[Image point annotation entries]

»»

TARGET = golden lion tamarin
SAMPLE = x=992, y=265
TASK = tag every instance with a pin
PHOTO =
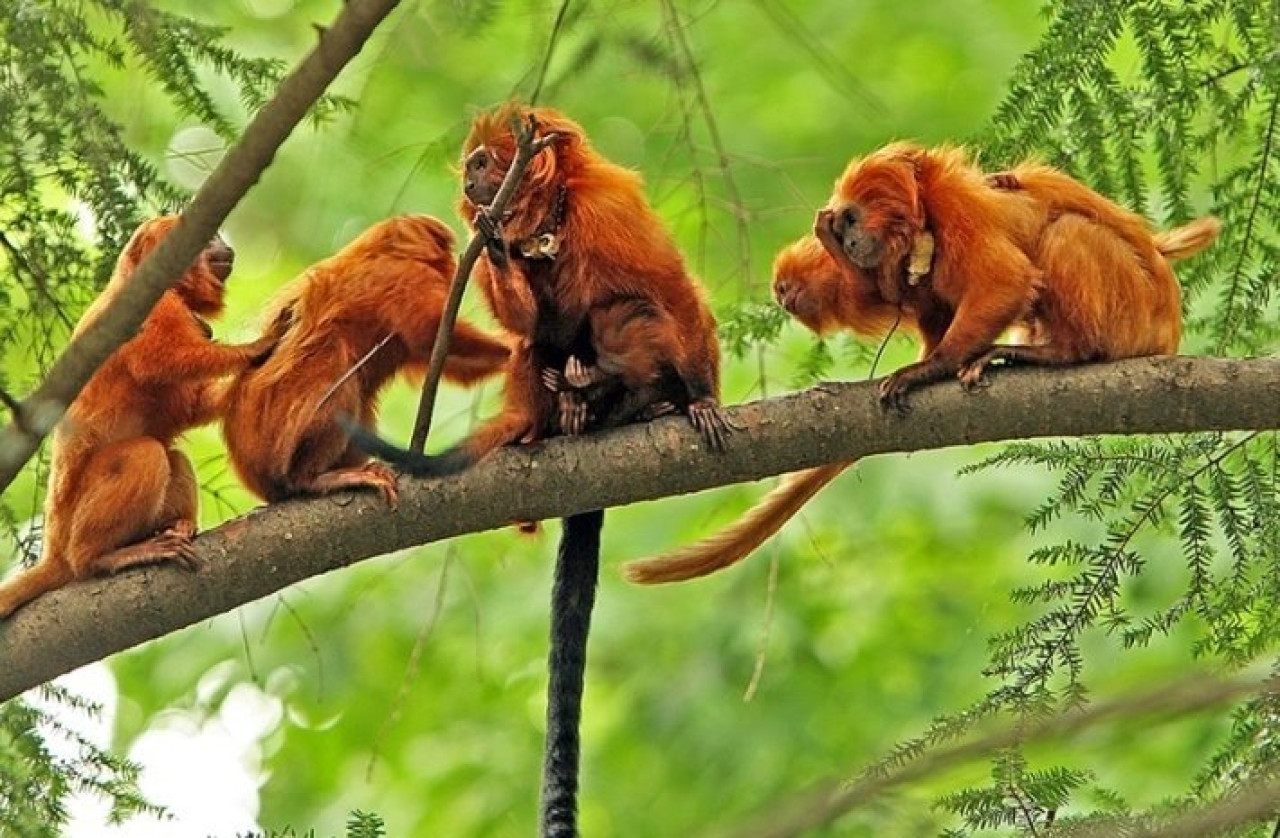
x=1033, y=252
x=119, y=493
x=280, y=419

««

• [WHAT IS ASKED] Lay out every line of the data above as a Markdown table with the columns Row and Line, numbering each row and skipping blank lines. Leave the pictures out.

• [FINISHED EXERCISE]
| Row | Line |
|---|---|
| 1 | TARGET = golden lion tamarin |
| 2 | SAMPLE = x=992, y=265 |
| 3 | TASK = tag every instance with a pin |
| 4 | PHOTO = |
| 5 | x=1033, y=252 |
| 6 | x=119, y=493 |
| 7 | x=280, y=419 |